● Given request
Pick out every line of the data that contains the word "coords", and copy each such line in full. Matching is case-sensitive.
----- Information provided
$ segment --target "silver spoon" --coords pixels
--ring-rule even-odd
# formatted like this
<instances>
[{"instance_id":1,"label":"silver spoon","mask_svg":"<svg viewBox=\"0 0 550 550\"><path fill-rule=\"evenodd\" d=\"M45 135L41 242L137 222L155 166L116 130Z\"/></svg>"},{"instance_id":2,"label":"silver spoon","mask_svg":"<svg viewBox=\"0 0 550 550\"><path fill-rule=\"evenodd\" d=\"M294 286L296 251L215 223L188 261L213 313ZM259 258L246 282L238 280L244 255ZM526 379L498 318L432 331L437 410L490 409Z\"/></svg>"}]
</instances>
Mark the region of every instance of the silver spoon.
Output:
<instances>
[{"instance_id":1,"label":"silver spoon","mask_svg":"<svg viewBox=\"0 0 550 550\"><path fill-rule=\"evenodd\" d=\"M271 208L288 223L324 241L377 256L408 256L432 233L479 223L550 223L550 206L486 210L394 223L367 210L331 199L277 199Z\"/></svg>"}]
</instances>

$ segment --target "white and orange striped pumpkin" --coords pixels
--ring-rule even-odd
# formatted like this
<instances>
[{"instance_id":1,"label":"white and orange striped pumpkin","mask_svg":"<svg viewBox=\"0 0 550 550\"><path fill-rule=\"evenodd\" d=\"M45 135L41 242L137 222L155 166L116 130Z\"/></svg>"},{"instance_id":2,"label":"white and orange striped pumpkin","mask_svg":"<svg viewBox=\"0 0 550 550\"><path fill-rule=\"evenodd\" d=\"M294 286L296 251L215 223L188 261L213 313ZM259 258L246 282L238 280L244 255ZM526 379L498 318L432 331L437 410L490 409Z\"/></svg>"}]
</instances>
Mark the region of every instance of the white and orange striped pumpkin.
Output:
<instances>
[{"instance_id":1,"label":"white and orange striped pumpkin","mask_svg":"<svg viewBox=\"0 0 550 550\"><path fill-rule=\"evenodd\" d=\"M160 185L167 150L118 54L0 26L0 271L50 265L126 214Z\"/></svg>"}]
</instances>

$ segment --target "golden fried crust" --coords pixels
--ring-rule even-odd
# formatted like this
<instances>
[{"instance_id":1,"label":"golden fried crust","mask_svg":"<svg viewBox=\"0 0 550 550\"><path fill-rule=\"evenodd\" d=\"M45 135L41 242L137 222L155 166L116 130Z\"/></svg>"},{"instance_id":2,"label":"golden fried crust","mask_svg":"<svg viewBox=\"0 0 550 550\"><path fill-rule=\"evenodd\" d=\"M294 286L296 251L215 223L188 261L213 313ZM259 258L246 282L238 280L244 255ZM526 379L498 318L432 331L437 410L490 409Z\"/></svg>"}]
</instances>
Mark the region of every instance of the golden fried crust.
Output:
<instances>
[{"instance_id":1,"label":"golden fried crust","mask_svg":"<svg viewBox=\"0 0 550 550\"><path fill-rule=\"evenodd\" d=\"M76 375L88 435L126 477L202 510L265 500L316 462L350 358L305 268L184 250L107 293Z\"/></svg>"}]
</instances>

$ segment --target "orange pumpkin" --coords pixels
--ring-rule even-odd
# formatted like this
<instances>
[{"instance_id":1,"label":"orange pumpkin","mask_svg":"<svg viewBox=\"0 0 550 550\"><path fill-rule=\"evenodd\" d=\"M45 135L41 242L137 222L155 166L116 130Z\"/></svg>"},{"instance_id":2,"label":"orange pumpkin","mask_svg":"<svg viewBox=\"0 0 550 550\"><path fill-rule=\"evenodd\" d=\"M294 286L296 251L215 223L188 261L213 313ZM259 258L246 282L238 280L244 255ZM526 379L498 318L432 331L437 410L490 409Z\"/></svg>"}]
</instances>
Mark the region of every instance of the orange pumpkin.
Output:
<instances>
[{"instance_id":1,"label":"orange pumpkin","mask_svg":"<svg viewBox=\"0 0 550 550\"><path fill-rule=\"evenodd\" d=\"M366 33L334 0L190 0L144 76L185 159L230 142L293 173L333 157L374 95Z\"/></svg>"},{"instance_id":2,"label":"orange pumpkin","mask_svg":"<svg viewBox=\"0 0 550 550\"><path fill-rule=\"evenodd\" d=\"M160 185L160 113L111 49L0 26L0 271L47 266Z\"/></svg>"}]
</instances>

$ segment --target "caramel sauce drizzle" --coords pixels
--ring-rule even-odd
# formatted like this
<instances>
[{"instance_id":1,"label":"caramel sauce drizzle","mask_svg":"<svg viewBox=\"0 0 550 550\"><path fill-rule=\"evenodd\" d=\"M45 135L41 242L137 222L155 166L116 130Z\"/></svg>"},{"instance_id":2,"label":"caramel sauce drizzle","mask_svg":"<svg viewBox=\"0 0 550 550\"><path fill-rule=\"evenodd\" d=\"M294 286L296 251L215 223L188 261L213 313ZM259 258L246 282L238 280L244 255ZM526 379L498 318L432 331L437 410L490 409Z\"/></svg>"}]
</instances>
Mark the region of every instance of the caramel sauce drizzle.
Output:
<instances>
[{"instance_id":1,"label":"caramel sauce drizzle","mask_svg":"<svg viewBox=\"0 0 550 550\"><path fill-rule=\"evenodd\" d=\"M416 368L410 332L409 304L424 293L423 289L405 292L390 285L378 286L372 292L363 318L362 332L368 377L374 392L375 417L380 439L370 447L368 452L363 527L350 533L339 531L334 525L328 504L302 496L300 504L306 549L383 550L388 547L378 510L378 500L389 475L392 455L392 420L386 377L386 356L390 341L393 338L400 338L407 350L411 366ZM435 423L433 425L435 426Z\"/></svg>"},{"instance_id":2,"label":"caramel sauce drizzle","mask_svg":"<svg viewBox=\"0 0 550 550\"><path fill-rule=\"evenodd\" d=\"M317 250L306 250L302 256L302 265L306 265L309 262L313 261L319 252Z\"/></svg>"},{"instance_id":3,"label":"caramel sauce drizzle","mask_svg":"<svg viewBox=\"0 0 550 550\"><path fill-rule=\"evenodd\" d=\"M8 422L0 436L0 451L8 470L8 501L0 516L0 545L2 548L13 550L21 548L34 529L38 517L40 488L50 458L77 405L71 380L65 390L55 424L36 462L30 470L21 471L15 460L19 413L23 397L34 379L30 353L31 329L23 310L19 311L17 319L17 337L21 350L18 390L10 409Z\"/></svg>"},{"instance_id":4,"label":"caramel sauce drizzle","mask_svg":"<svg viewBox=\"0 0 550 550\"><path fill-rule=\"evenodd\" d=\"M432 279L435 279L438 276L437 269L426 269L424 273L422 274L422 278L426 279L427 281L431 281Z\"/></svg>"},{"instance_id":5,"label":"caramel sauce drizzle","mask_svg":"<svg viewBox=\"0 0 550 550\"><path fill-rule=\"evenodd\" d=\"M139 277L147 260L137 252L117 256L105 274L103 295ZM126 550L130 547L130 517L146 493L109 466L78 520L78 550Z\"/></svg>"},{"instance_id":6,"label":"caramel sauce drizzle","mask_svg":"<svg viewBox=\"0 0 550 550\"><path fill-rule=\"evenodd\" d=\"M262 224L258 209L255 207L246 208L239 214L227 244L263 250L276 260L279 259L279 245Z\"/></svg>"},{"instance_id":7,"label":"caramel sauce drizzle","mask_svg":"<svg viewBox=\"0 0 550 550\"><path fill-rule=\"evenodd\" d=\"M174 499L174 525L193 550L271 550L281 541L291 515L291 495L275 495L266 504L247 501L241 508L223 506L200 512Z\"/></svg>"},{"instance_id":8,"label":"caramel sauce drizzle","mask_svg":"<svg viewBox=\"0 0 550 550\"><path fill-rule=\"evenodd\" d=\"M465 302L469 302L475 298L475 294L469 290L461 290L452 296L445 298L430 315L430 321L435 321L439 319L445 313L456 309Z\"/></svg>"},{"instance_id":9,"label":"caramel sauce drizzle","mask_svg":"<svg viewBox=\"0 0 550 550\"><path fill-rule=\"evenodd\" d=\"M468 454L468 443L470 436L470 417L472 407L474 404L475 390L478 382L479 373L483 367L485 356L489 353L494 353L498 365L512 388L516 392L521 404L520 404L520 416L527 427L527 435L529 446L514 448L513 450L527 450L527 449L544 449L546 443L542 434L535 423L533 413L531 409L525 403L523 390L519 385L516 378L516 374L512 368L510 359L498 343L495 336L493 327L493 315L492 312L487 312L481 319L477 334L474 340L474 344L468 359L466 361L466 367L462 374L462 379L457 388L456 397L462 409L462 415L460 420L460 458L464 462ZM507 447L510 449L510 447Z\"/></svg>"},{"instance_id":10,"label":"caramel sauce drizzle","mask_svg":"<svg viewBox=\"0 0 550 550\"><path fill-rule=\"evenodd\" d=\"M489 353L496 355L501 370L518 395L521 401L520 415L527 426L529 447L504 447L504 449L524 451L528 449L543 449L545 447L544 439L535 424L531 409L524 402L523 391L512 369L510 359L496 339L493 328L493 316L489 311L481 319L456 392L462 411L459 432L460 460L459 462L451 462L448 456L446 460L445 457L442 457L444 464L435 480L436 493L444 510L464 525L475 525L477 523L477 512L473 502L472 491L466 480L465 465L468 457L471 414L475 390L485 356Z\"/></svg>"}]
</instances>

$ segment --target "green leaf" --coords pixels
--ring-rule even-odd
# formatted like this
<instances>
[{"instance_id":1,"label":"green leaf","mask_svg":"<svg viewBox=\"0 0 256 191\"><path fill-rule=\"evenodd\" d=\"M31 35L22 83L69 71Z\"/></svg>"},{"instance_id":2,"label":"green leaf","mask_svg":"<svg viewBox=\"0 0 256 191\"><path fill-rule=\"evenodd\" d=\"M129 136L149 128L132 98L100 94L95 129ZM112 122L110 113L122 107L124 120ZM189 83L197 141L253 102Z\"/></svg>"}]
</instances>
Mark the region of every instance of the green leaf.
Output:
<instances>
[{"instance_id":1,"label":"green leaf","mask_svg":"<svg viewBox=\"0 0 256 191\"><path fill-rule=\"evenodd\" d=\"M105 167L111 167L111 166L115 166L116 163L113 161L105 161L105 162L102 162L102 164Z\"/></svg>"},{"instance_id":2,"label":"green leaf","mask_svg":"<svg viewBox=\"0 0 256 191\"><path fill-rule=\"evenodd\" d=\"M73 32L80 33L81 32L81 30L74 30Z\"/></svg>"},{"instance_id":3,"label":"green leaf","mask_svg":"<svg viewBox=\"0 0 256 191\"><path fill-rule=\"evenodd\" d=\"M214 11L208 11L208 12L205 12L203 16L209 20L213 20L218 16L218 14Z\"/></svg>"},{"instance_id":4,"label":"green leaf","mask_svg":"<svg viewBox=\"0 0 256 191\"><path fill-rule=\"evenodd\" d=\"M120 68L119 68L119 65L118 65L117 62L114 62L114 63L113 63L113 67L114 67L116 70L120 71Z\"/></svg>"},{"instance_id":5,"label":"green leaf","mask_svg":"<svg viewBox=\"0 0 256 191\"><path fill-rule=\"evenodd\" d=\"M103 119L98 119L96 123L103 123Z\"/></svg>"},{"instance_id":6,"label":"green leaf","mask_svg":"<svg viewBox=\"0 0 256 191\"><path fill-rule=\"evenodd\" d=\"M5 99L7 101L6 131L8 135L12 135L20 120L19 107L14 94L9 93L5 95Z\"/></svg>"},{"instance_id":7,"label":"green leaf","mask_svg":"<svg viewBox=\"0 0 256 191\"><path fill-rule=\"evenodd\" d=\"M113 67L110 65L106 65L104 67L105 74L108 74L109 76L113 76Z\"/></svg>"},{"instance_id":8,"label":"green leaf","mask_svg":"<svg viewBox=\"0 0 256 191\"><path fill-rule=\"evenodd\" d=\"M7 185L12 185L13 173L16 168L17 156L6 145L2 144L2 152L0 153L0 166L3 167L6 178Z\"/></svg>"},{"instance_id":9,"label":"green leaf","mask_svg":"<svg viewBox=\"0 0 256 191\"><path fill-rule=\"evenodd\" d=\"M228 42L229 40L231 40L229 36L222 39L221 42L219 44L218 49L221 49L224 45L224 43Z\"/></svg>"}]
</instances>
----------
● Worked answer
$ segment --target "silver spoon" --coords pixels
$ segment --target "white and orange striped pumpkin" --coords pixels
$ segment --target "golden fried crust" --coords pixels
$ segment --target "orange pumpkin" --coords pixels
$ segment --target "caramel sauce drizzle" --coords pixels
$ segment --target "green leaf" --coords pixels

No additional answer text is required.